Work to complete: Copy out every entry, keeping each character the same.

Point localization data

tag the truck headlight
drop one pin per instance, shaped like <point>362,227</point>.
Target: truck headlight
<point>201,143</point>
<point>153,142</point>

Your solution:
tag the truck headlight
drop one pin per instance, shaped like <point>362,227</point>.
Target: truck headlight
<point>201,143</point>
<point>153,142</point>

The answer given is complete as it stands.